### INPUT FOR THIS TASK:
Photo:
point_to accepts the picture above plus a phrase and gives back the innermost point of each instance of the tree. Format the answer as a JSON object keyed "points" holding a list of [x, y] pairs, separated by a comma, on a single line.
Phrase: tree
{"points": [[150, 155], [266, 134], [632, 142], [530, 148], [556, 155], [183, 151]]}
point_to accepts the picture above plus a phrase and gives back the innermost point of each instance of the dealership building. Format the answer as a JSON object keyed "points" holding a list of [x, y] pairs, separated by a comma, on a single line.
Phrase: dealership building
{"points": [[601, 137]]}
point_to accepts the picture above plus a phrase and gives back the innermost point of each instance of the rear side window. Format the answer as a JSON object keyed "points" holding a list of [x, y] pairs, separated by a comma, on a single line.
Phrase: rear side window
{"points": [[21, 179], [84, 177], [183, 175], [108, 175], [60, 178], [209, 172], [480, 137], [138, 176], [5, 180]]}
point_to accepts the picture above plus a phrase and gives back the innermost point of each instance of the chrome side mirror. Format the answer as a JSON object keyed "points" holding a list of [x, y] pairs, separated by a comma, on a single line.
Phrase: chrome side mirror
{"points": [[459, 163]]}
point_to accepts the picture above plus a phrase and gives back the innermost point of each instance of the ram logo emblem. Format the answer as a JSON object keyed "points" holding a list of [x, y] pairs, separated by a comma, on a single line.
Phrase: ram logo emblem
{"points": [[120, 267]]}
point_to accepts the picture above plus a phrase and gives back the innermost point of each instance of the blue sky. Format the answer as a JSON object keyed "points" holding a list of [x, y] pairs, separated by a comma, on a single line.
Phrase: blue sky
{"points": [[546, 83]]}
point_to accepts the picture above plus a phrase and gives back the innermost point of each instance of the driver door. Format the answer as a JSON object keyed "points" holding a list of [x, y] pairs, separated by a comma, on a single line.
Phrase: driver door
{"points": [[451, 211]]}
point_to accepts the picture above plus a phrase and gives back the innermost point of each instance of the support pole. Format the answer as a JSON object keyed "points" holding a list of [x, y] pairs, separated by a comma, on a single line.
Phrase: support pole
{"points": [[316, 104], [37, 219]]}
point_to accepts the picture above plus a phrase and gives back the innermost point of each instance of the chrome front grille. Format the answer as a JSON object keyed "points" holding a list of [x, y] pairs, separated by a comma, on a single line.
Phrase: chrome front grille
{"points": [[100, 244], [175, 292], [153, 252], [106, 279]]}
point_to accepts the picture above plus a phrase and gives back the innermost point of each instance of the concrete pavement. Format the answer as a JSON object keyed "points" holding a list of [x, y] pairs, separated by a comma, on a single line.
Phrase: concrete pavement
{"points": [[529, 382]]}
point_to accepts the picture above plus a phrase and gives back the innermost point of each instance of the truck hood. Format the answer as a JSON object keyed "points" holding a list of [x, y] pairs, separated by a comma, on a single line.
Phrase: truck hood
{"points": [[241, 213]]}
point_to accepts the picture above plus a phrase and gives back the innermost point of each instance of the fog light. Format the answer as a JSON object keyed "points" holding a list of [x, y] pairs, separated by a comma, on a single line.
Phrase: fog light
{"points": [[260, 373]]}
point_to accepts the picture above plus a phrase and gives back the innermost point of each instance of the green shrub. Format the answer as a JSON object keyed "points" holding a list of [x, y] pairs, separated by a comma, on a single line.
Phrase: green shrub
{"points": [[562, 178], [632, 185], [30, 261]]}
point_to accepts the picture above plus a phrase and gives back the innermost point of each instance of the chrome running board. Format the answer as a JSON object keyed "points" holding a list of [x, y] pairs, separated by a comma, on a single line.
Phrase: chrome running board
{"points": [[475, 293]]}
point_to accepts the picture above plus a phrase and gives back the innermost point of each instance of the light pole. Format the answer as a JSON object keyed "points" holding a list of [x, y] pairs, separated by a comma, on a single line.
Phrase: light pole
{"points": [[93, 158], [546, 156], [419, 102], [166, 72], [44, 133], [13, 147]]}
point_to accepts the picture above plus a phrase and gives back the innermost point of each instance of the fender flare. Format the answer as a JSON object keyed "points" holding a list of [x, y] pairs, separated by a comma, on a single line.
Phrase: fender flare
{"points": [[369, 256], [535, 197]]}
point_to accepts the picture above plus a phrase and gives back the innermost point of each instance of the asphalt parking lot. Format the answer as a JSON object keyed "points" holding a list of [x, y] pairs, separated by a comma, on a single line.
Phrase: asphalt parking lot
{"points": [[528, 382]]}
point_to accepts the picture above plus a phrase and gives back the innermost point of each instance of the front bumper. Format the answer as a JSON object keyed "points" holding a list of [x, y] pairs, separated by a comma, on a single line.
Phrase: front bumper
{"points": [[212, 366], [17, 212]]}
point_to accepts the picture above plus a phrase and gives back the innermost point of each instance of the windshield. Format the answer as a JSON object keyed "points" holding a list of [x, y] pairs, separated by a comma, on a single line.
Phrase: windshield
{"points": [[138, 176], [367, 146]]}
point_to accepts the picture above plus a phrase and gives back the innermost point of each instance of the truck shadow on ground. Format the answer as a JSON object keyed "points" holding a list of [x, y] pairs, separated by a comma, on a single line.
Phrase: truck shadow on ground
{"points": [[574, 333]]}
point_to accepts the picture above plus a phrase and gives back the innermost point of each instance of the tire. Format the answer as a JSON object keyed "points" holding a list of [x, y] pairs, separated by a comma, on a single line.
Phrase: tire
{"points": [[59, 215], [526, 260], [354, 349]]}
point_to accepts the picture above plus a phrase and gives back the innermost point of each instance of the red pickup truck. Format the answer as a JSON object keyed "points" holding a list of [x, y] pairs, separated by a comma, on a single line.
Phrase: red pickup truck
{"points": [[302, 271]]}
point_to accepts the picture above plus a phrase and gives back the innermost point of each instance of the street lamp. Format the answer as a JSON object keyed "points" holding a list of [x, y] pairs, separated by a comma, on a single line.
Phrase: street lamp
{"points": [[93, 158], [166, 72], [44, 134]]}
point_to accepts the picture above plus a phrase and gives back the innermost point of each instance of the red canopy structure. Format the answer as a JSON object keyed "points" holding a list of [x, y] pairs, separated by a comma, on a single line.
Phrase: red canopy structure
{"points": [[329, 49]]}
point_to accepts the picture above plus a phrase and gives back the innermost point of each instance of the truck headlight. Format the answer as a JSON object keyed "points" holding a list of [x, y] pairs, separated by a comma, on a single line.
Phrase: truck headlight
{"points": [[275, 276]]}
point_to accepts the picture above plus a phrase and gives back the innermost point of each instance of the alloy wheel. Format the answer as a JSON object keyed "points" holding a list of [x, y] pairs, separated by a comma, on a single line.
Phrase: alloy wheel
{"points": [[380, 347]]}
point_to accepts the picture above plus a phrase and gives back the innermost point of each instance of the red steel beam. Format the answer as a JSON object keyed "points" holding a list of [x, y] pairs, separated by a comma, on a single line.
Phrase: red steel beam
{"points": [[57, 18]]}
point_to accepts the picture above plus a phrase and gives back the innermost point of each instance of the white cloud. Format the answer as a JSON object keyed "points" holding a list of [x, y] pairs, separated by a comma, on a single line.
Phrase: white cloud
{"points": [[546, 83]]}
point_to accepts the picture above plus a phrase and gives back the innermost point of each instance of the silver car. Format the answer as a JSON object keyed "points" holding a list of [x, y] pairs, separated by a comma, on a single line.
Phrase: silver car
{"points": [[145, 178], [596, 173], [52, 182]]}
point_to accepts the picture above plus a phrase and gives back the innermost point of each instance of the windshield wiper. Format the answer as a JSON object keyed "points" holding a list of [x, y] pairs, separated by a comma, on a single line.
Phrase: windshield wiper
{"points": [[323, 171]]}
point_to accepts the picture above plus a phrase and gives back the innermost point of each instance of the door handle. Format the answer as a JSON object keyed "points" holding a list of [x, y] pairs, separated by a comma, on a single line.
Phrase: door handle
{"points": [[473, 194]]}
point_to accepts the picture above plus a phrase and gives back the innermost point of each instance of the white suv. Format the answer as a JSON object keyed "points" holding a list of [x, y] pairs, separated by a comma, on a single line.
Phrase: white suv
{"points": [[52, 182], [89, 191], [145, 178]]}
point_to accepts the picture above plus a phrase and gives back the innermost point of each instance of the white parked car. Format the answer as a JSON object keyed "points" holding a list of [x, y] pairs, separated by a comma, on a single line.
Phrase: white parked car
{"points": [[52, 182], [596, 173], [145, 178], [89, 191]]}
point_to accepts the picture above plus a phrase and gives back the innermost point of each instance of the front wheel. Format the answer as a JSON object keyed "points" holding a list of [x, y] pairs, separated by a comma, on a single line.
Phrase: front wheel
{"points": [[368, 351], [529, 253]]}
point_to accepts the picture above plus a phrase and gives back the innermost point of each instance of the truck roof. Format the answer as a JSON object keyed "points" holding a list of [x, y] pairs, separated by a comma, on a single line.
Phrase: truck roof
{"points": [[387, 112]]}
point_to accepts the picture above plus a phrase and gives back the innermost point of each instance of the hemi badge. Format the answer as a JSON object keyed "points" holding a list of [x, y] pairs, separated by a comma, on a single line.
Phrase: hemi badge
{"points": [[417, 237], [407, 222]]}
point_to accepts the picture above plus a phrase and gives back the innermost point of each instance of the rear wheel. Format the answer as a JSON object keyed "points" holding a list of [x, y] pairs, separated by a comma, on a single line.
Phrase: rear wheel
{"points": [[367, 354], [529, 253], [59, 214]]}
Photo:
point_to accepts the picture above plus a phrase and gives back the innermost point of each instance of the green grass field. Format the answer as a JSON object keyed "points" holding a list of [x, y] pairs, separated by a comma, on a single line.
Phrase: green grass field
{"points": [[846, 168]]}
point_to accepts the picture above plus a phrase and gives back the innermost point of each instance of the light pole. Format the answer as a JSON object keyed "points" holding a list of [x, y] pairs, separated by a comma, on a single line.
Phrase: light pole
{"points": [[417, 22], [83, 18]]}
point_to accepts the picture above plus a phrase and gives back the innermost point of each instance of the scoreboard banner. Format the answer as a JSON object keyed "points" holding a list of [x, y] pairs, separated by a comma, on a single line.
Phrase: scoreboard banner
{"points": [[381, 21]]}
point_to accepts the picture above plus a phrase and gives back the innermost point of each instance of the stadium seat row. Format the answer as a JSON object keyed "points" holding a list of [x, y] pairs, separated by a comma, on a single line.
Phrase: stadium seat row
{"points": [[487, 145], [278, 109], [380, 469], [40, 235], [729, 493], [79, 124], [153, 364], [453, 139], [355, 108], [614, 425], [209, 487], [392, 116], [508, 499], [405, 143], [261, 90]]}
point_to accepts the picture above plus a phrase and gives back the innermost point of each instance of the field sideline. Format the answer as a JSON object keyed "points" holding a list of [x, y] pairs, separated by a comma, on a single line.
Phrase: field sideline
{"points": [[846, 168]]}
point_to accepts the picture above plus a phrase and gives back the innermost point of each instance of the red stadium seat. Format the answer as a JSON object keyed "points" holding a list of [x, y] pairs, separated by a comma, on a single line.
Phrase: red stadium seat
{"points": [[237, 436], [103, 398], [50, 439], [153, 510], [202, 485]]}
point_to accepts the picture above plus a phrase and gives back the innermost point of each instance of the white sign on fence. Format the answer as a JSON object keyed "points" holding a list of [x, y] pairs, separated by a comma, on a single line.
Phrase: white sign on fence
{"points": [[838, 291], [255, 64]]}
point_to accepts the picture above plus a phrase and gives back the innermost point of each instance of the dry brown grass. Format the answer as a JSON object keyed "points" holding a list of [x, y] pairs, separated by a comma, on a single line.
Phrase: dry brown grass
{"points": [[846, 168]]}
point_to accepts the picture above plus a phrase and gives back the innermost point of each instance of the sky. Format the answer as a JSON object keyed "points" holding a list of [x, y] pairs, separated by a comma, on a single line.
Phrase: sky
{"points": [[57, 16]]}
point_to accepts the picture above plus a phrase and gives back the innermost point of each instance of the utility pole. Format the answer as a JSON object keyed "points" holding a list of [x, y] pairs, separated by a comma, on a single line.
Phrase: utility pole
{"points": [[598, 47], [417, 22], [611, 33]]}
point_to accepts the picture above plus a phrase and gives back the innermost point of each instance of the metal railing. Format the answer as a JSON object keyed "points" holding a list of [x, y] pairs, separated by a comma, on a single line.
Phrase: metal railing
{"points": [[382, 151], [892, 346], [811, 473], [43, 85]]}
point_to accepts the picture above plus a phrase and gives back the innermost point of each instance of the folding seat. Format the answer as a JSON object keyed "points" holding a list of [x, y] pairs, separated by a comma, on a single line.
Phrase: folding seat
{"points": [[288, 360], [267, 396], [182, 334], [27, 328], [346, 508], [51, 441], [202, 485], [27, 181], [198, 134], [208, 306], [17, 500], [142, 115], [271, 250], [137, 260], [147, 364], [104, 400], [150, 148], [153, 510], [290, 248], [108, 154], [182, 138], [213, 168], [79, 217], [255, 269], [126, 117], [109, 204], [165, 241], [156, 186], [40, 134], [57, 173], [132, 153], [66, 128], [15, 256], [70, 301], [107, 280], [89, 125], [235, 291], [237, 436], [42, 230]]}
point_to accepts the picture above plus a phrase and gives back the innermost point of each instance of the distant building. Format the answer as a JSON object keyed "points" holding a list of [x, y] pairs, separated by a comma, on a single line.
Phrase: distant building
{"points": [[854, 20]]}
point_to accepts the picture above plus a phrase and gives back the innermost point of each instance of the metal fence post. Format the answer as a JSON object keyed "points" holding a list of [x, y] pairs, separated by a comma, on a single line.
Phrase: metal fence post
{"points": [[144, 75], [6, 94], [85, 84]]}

### EXERCISE AIM:
Write out exactly the lines starting with the one that holds "of the distant" and running through the last line above.

### RIGHT ANSWER:
point_to accepts the picture above plus a phrase and gives back the innermost point of each instance of the distant building. Format the answer as a JSON object keyed "points" holding a list of [x, y] pairs, separated by a comma, on a single line.
Phrase: distant building
{"points": [[854, 20]]}
point_to accepts the picture above plus a phrase and gives back the innermost point of each instance of the metal fence post. Format the answer as a JSON object keyed "points" holding a list of [x, y] pairs, separated by a comma, on a single line.
Phrase: metal fence post
{"points": [[144, 75], [6, 94], [85, 84]]}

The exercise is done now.